SUPPLIED RECORDS -

═══

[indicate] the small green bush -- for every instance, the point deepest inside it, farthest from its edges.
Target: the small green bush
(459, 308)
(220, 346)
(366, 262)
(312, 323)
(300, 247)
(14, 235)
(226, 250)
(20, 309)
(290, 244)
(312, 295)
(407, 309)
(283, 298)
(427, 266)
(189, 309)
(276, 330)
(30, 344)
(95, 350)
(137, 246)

═══

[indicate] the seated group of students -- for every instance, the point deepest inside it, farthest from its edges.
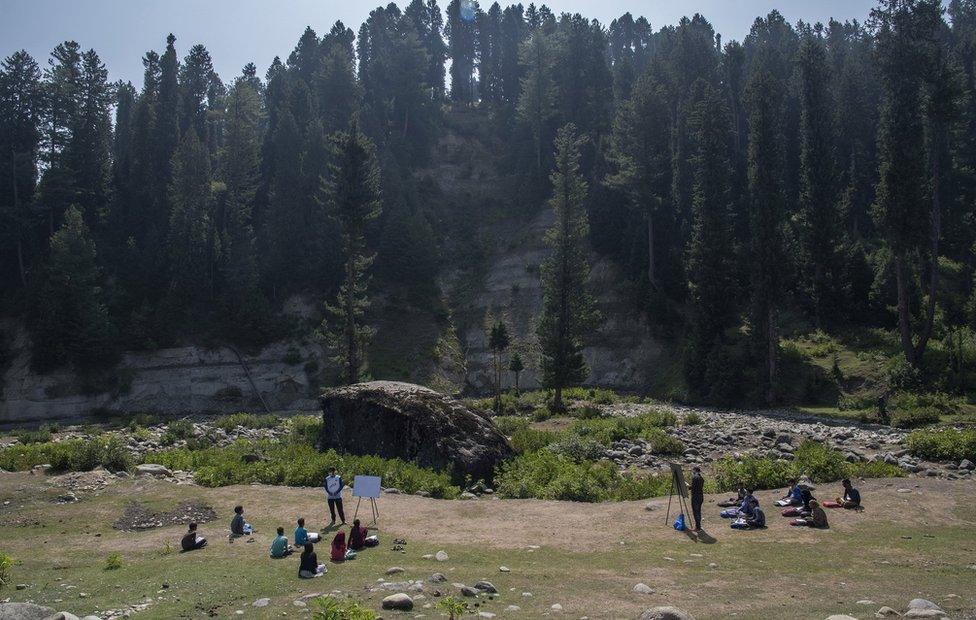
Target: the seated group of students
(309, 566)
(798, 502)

═══

AIM OF THE EXERCISE - Which lines of the material contain the string "point"? List each of them.

EXERCISE SOLUTION -
[indicate] the small green bush -- for every instance, the point deepest inside it, farthest from its edges.
[indicate] the seated group of students -- for every instance, the point deepest inside it, farthest from its edges.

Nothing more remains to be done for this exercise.